Problem — Pick up the forum thread on supplying Google Cloud credentials to a Spring application and carry it on from its final sentence.

The same programs run successfully in Ecplise with messages published and subscribed using the Pub/Sub processing from GCP (using the Project Id/Service Account key generated in GCP), but now stuck with the above issue after deployed to run on GCP.
As mentioned in the official documentation, the credentials file can be obtained from a number of different locations such as the file system, classpath, URL, etc.
for example, if the service account key file is stored in the classpath as src/main/resources/key.json, pass the following property
spring.cloud.gcp.credentials.location=classpath:key.json
if the key file is stored somewhere else in your local file system, use the file prefix in the property value
spring.cloud.gcp.credentials.location=file:<path to key file>
My line looks like this:
spring.cloud.gcp.credentials.location=file:src/main/resources/[my_json_file]
And this works.
The following also works if I put it in the root of the project directory:
spring.cloud.gcp.credentials.location=file:./[my_json_file]
Have you tried to follow this quickstart? Please, try to follow it thoughtfully and explain if you get any error finishing the quickstart.
Anyway, before running your Java script, try running on the console the following (please modify with the exact path where you store your key):
export GOOGLE_APPLICATION_CREDENTIALS="/home/user/Downloads/mp6key.json"
How are you authenticating your credentials in your Java script?
My answer is easy: if you run you code on GCP, you don't have to use service account key file. Problem eliminated, problem solved!
More seriously, have a look on service identity. I don't know what is your current service (Compute? Function? Cloud Run?). Anyway, you can attach any service account on GCP components. Then, when you code, simply use the default credential. Automatically the component identity is loaded. No key to manage, no key to store securely, no key to rotate!

Data supplied —
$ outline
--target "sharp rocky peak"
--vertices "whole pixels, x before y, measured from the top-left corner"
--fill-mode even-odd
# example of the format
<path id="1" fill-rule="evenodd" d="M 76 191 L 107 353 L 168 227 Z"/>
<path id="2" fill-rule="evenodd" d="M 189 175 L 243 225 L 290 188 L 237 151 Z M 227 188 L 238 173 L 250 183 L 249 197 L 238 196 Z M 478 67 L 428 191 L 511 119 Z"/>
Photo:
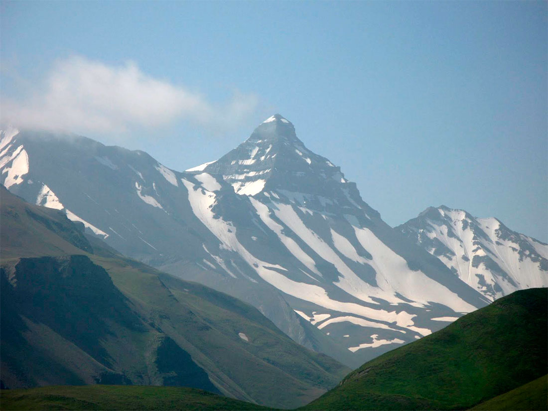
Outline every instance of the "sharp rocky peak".
<path id="1" fill-rule="evenodd" d="M 275 190 L 342 197 L 353 207 L 362 203 L 355 184 L 345 179 L 340 168 L 307 149 L 293 124 L 279 114 L 262 122 L 238 147 L 199 168 L 191 170 L 221 175 L 241 195 Z"/>

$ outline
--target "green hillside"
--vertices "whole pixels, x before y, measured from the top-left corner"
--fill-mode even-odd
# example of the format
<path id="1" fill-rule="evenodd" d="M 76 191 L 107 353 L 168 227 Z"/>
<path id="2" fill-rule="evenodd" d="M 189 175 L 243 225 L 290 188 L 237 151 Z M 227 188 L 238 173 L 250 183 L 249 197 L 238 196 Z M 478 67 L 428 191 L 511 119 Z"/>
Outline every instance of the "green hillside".
<path id="1" fill-rule="evenodd" d="M 2 410 L 260 410 L 264 407 L 182 387 L 85 385 L 2 391 Z"/>
<path id="2" fill-rule="evenodd" d="M 3 187 L 0 199 L 3 386 L 189 386 L 292 408 L 350 370 L 255 308 L 119 255 L 58 210 Z"/>
<path id="3" fill-rule="evenodd" d="M 548 290 L 517 291 L 351 373 L 304 409 L 464 409 L 546 374 Z"/>
<path id="4" fill-rule="evenodd" d="M 548 409 L 548 375 L 497 396 L 472 409 L 486 411 L 533 411 Z"/>

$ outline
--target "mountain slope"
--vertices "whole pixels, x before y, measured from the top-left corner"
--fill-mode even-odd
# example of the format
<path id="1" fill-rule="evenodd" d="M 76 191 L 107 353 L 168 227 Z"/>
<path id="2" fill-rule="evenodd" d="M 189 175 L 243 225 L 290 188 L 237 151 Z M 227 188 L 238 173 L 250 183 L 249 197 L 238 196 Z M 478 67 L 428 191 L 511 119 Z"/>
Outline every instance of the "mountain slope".
<path id="1" fill-rule="evenodd" d="M 491 300 L 548 287 L 548 244 L 512 231 L 496 218 L 442 206 L 396 229 Z"/>
<path id="2" fill-rule="evenodd" d="M 182 387 L 48 386 L 2 392 L 1 409 L 258 410 L 266 407 Z"/>
<path id="3" fill-rule="evenodd" d="M 505 392 L 472 409 L 487 411 L 532 411 L 548 409 L 548 375 Z"/>
<path id="4" fill-rule="evenodd" d="M 279 115 L 185 173 L 76 136 L 5 134 L 0 146 L 13 192 L 77 216 L 125 255 L 242 299 L 349 366 L 488 301 L 386 224 Z"/>
<path id="5" fill-rule="evenodd" d="M 466 409 L 546 373 L 548 290 L 517 291 L 364 364 L 306 409 Z"/>
<path id="6" fill-rule="evenodd" d="M 252 306 L 114 254 L 62 213 L 0 194 L 3 386 L 184 385 L 290 407 L 347 372 Z M 27 242 L 34 233 L 40 241 Z"/>

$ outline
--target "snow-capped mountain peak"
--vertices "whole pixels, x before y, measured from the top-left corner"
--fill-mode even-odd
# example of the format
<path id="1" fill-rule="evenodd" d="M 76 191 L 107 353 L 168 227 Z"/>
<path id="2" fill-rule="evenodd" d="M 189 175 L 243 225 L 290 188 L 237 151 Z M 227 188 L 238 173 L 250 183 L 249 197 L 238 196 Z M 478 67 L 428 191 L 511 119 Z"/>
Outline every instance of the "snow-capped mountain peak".
<path id="1" fill-rule="evenodd" d="M 490 300 L 548 286 L 548 246 L 494 217 L 441 206 L 397 228 Z"/>
<path id="2" fill-rule="evenodd" d="M 332 205 L 363 207 L 355 184 L 345 178 L 340 168 L 307 148 L 293 124 L 279 114 L 267 118 L 216 161 L 187 171 L 220 175 L 241 195 L 268 196 L 276 191 L 316 208 L 324 208 L 326 198 Z"/>

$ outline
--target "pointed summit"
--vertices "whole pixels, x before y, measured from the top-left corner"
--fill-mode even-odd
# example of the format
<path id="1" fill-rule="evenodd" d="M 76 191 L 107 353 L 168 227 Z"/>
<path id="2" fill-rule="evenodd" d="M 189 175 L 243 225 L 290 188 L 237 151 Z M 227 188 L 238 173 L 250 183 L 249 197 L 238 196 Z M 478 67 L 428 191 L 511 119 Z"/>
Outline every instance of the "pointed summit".
<path id="1" fill-rule="evenodd" d="M 294 193 L 299 198 L 306 196 L 310 207 L 315 204 L 318 209 L 327 207 L 327 198 L 356 209 L 364 204 L 340 168 L 307 149 L 293 124 L 279 114 L 267 118 L 249 138 L 201 171 L 222 175 L 242 195 Z"/>
<path id="2" fill-rule="evenodd" d="M 285 123 L 286 124 L 291 124 L 290 121 L 288 120 L 287 118 L 284 118 L 282 115 L 278 113 L 275 114 L 273 116 L 269 117 L 261 124 L 264 124 L 265 123 L 271 123 L 273 121 L 281 121 L 282 123 Z"/>

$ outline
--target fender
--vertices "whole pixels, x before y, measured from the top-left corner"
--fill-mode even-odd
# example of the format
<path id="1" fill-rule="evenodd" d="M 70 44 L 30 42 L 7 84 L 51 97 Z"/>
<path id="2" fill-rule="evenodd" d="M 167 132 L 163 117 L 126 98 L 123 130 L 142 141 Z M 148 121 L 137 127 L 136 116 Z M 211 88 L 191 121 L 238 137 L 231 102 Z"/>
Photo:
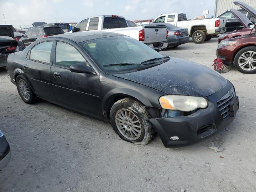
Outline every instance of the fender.
<path id="1" fill-rule="evenodd" d="M 22 75 L 26 79 L 26 80 L 28 81 L 28 82 L 29 83 L 28 85 L 30 87 L 30 88 L 31 88 L 32 90 L 34 92 L 35 90 L 32 86 L 32 84 L 31 84 L 31 82 L 30 82 L 29 78 L 28 78 L 27 75 L 26 75 L 26 73 L 24 72 L 23 70 L 19 68 L 15 69 L 14 72 L 14 77 L 15 83 L 16 82 L 16 78 L 17 77 L 17 76 L 19 75 Z"/>

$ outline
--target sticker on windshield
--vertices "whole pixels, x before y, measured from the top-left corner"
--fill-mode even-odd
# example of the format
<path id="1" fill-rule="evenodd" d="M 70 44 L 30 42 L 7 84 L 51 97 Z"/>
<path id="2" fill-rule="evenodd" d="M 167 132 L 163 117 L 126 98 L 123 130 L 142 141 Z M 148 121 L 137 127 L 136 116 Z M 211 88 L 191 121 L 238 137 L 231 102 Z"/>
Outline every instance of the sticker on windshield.
<path id="1" fill-rule="evenodd" d="M 88 46 L 89 48 L 95 48 L 96 46 L 96 43 L 94 42 L 87 42 L 87 43 L 84 44 L 84 48 L 86 48 L 87 46 Z"/>

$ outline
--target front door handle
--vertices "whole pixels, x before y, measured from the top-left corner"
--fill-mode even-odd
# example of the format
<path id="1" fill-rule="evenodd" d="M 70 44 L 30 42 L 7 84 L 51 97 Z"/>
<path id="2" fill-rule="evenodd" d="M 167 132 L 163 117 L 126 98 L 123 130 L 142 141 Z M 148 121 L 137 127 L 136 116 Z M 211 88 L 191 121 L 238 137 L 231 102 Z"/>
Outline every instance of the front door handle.
<path id="1" fill-rule="evenodd" d="M 24 64 L 23 65 L 23 68 L 24 68 L 24 69 L 28 69 L 28 66 L 26 64 Z"/>
<path id="2" fill-rule="evenodd" d="M 53 73 L 53 76 L 56 78 L 59 78 L 61 75 L 60 74 L 57 72 L 54 72 Z"/>

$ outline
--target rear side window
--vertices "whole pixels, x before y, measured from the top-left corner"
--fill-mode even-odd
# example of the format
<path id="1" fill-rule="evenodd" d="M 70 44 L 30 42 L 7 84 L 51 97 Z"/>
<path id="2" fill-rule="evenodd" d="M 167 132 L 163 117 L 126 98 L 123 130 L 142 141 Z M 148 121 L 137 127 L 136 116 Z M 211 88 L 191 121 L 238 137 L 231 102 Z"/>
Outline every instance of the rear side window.
<path id="1" fill-rule="evenodd" d="M 98 29 L 98 26 L 99 24 L 99 18 L 93 17 L 90 20 L 90 23 L 89 23 L 88 30 L 97 30 Z"/>
<path id="2" fill-rule="evenodd" d="M 79 31 L 84 31 L 86 30 L 86 26 L 87 26 L 87 23 L 88 23 L 88 20 L 89 19 L 86 19 L 83 20 L 79 23 L 78 23 L 76 26 L 76 28 L 79 28 L 80 29 L 80 30 Z"/>
<path id="3" fill-rule="evenodd" d="M 168 16 L 168 18 L 167 18 L 167 22 L 173 22 L 174 21 L 174 18 L 175 18 L 175 16 L 174 15 L 170 15 Z"/>
<path id="4" fill-rule="evenodd" d="M 45 34 L 47 35 L 54 35 L 65 33 L 61 28 L 57 27 L 47 27 L 44 29 L 44 31 Z"/>
<path id="5" fill-rule="evenodd" d="M 121 17 L 105 17 L 103 21 L 104 29 L 113 29 L 127 27 L 125 19 Z"/>
<path id="6" fill-rule="evenodd" d="M 41 43 L 32 48 L 30 50 L 30 59 L 50 64 L 52 42 Z"/>
<path id="7" fill-rule="evenodd" d="M 62 42 L 57 42 L 56 63 L 57 65 L 67 68 L 75 63 L 86 64 L 85 59 L 75 48 Z"/>
<path id="8" fill-rule="evenodd" d="M 186 21 L 187 20 L 187 16 L 185 14 L 179 14 L 178 16 L 178 21 Z"/>
<path id="9" fill-rule="evenodd" d="M 30 29 L 29 30 L 28 30 L 27 31 L 27 32 L 26 32 L 26 33 L 25 34 L 25 36 L 31 36 L 31 35 L 32 35 L 32 29 Z"/>

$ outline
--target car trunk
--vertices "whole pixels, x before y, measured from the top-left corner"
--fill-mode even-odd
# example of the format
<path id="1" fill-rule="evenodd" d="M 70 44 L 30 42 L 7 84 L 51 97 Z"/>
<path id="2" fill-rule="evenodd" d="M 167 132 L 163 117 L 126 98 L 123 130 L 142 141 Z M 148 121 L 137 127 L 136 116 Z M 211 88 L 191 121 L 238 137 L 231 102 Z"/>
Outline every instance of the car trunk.
<path id="1" fill-rule="evenodd" d="M 146 25 L 144 26 L 144 43 L 166 41 L 166 27 L 165 26 Z"/>

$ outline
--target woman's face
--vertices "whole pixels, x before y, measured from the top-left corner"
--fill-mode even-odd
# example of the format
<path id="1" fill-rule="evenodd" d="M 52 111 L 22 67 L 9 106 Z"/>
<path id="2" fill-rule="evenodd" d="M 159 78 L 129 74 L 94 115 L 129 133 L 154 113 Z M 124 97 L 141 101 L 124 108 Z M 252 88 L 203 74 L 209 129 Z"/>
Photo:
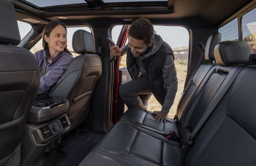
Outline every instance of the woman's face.
<path id="1" fill-rule="evenodd" d="M 49 38 L 46 35 L 44 38 L 48 43 L 49 50 L 52 51 L 62 51 L 67 45 L 67 32 L 60 25 L 57 25 L 52 30 Z"/>

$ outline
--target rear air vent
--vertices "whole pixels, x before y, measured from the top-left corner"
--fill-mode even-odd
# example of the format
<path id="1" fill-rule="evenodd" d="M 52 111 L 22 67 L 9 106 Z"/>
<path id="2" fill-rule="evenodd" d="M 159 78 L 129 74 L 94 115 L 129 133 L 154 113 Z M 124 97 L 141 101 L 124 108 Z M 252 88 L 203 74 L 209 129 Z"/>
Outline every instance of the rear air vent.
<path id="1" fill-rule="evenodd" d="M 60 121 L 63 128 L 65 128 L 68 126 L 68 123 L 65 117 L 60 119 Z"/>
<path id="2" fill-rule="evenodd" d="M 44 126 L 40 129 L 41 131 L 42 134 L 43 134 L 43 136 L 44 139 L 46 139 L 49 137 L 51 135 L 51 131 L 50 131 L 48 126 Z"/>

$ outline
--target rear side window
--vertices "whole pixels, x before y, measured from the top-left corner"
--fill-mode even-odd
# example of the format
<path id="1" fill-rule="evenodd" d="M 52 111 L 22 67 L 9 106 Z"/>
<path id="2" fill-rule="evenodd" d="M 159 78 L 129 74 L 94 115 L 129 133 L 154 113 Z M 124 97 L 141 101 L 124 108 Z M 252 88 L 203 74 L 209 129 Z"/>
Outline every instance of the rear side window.
<path id="1" fill-rule="evenodd" d="M 248 42 L 253 52 L 256 53 L 256 9 L 245 15 L 241 20 L 243 41 Z"/>
<path id="2" fill-rule="evenodd" d="M 218 30 L 221 34 L 221 42 L 238 40 L 238 26 L 236 18 Z"/>
<path id="3" fill-rule="evenodd" d="M 30 24 L 22 21 L 17 21 L 18 26 L 20 35 L 20 39 L 22 40 L 32 29 L 32 27 Z"/>

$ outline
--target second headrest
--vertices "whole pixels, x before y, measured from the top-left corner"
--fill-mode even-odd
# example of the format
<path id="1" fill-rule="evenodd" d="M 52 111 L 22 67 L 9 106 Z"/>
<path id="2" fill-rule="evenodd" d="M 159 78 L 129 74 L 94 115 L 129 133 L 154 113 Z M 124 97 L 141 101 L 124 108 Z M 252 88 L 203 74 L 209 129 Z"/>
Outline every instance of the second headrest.
<path id="1" fill-rule="evenodd" d="M 248 63 L 251 53 L 251 46 L 246 42 L 222 42 L 216 45 L 214 48 L 216 61 L 223 66 Z"/>
<path id="2" fill-rule="evenodd" d="M 78 30 L 74 33 L 72 46 L 74 50 L 79 54 L 96 52 L 93 35 L 84 30 Z"/>

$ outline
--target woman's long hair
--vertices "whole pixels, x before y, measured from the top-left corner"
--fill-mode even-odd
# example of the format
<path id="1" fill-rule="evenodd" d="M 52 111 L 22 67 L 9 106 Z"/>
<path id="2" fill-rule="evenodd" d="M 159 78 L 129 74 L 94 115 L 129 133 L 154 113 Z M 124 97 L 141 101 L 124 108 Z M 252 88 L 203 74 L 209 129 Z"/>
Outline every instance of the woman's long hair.
<path id="1" fill-rule="evenodd" d="M 48 23 L 46 26 L 44 28 L 44 30 L 43 30 L 43 48 L 44 49 L 44 51 L 45 51 L 46 49 L 47 49 L 48 47 L 48 43 L 46 41 L 44 40 L 44 35 L 46 35 L 47 37 L 49 38 L 50 36 L 50 34 L 52 32 L 52 30 L 54 29 L 57 25 L 61 25 L 66 30 L 66 32 L 67 31 L 67 27 L 66 25 L 62 22 L 59 21 L 52 21 L 50 23 Z M 64 50 L 66 51 L 71 55 L 72 54 L 71 53 L 70 51 L 67 48 L 67 45 L 64 48 Z"/>

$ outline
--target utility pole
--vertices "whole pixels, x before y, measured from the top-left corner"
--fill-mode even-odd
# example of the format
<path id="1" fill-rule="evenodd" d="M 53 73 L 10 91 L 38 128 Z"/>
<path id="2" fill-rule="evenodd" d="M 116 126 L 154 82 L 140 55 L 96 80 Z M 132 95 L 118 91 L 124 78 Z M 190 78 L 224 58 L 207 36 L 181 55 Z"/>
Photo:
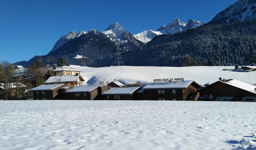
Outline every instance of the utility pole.
<path id="1" fill-rule="evenodd" d="M 114 66 L 124 66 L 124 63 L 123 62 L 123 59 L 122 59 L 122 56 L 121 55 L 120 49 L 119 48 L 120 41 L 116 41 L 116 43 L 117 48 L 116 52 L 114 54 Z"/>

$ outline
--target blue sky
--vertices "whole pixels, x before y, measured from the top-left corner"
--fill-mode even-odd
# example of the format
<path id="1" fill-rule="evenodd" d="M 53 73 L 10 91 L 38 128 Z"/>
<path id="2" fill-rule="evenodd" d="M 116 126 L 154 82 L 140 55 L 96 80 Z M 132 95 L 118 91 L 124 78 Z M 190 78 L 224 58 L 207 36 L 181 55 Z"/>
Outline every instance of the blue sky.
<path id="1" fill-rule="evenodd" d="M 47 54 L 70 31 L 102 31 L 114 22 L 132 34 L 156 30 L 176 17 L 207 22 L 236 1 L 0 0 L 0 61 Z"/>

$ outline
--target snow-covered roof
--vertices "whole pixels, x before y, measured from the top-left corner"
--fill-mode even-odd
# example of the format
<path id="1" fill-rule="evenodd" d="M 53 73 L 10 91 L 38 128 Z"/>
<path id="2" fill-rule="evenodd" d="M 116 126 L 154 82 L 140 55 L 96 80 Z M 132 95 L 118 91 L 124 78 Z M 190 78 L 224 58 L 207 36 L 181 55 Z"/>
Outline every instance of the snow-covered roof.
<path id="1" fill-rule="evenodd" d="M 140 87 L 128 88 L 111 88 L 101 95 L 130 95 L 140 88 Z"/>
<path id="2" fill-rule="evenodd" d="M 16 66 L 16 67 L 18 68 L 24 68 L 22 66 Z"/>
<path id="3" fill-rule="evenodd" d="M 45 83 L 61 82 L 75 82 L 79 75 L 53 76 L 50 77 L 45 82 Z"/>
<path id="4" fill-rule="evenodd" d="M 242 67 L 247 67 L 248 68 L 250 69 L 256 69 L 256 66 L 242 66 Z"/>
<path id="5" fill-rule="evenodd" d="M 78 86 L 66 91 L 66 93 L 88 92 L 99 87 L 96 85 Z"/>
<path id="6" fill-rule="evenodd" d="M 53 71 L 80 71 L 81 70 L 74 69 L 74 68 L 59 68 L 54 70 L 53 70 Z"/>
<path id="7" fill-rule="evenodd" d="M 37 90 L 51 90 L 54 89 L 59 87 L 64 84 L 43 84 L 37 87 L 30 90 L 30 91 Z"/>
<path id="8" fill-rule="evenodd" d="M 70 87 L 70 86 L 63 86 L 62 88 L 60 88 L 60 89 L 65 90 L 65 89 L 68 89 L 68 88 L 69 88 Z"/>
<path id="9" fill-rule="evenodd" d="M 144 90 L 143 90 L 143 88 L 145 87 L 146 85 L 143 86 L 141 87 L 141 89 L 140 89 L 138 91 L 137 91 L 138 93 L 142 93 L 144 92 Z"/>
<path id="10" fill-rule="evenodd" d="M 125 85 L 122 84 L 120 82 L 117 81 L 112 81 L 112 82 L 120 86 L 120 87 L 125 86 Z"/>
<path id="11" fill-rule="evenodd" d="M 4 89 L 4 83 L 0 83 L 0 88 Z M 21 82 L 15 83 L 12 82 L 11 84 L 11 88 L 15 89 L 17 88 L 23 88 L 27 86 Z"/>
<path id="12" fill-rule="evenodd" d="M 144 90 L 146 89 L 184 89 L 190 85 L 193 80 L 184 81 L 183 82 L 164 82 L 164 83 L 150 83 L 143 88 Z"/>
<path id="13" fill-rule="evenodd" d="M 251 85 L 248 83 L 243 82 L 242 82 L 236 80 L 227 80 L 225 82 L 223 81 L 219 81 L 219 82 L 222 82 L 225 84 L 230 85 L 238 88 L 248 91 L 250 92 L 256 94 L 256 91 L 255 91 L 255 89 L 256 87 L 253 85 Z"/>

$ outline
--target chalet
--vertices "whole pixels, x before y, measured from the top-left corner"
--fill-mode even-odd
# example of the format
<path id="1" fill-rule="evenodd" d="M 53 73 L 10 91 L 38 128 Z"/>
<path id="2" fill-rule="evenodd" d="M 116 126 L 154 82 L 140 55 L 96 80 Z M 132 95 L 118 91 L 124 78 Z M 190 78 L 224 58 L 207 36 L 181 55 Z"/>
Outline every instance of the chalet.
<path id="1" fill-rule="evenodd" d="M 256 87 L 242 82 L 221 80 L 198 90 L 199 100 L 256 101 Z M 207 98 L 212 98 L 211 99 Z"/>
<path id="2" fill-rule="evenodd" d="M 22 66 L 16 66 L 14 68 L 15 69 L 24 69 L 24 68 Z"/>
<path id="3" fill-rule="evenodd" d="M 135 100 L 136 92 L 140 88 L 140 87 L 111 88 L 101 94 L 101 98 L 106 100 Z"/>
<path id="4" fill-rule="evenodd" d="M 116 81 L 116 79 L 110 82 L 107 86 L 111 88 L 123 88 L 126 87 L 125 85 L 123 84 L 119 81 Z"/>
<path id="5" fill-rule="evenodd" d="M 201 86 L 193 80 L 154 83 L 146 85 L 141 90 L 144 100 L 194 100 L 197 90 Z"/>
<path id="6" fill-rule="evenodd" d="M 65 92 L 65 99 L 94 100 L 99 94 L 98 86 L 77 86 Z"/>
<path id="7" fill-rule="evenodd" d="M 53 76 L 50 77 L 45 82 L 46 84 L 64 83 L 73 86 L 80 86 L 85 79 L 80 75 Z"/>
<path id="8" fill-rule="evenodd" d="M 53 76 L 80 75 L 81 70 L 67 68 L 59 68 L 52 71 Z"/>
<path id="9" fill-rule="evenodd" d="M 33 88 L 30 91 L 33 92 L 34 100 L 56 99 L 59 90 L 65 86 L 65 84 L 43 84 Z"/>

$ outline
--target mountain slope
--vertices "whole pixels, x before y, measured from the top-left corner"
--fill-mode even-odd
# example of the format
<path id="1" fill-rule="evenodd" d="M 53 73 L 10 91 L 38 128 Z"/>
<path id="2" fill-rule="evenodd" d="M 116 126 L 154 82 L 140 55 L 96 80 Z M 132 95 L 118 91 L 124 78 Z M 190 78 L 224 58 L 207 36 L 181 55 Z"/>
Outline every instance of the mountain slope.
<path id="1" fill-rule="evenodd" d="M 123 51 L 141 49 L 144 46 L 143 43 L 136 39 L 117 22 L 110 24 L 102 33 L 118 45 Z"/>
<path id="2" fill-rule="evenodd" d="M 218 13 L 210 23 L 250 21 L 256 17 L 256 0 L 240 0 Z"/>
<path id="3" fill-rule="evenodd" d="M 138 40 L 146 44 L 151 41 L 154 37 L 162 34 L 160 31 L 155 31 L 151 30 L 148 30 L 134 35 L 133 36 Z"/>
<path id="4" fill-rule="evenodd" d="M 163 25 L 160 27 L 157 31 L 164 34 L 172 34 L 186 31 L 188 29 L 194 29 L 203 25 L 204 24 L 204 23 L 194 20 L 189 20 L 187 23 L 184 23 L 180 22 L 179 18 L 177 18 L 166 26 Z"/>

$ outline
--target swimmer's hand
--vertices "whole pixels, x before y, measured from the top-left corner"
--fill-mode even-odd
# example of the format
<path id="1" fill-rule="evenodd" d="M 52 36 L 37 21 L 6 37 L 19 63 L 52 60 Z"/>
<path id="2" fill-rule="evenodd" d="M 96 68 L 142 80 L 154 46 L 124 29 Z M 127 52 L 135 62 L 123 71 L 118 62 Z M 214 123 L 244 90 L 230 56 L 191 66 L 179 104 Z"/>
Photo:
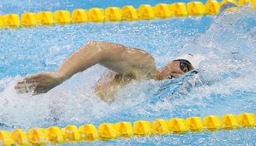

Right answer —
If you provide more detail on your target platform, I could provide your some guidance to achieve this.
Keep in mind that the service account key file are designed to be used by automatic apps (w/o user account involved) hosted outside GCP (on prem, other Cloud Provider, a CI/CD, Apigee,...)
UPDATE
When you use your personal account, you can also use the default credential.
Install gcloud SDK on your computer
Use the command gcloud auth application-default login
Follow the instructions
Enjoy!
If it doesn't work, get the <path> displayed after the login command and set this value in the environment variable named GOOGLE_APPLICATION_CREDENTIALS.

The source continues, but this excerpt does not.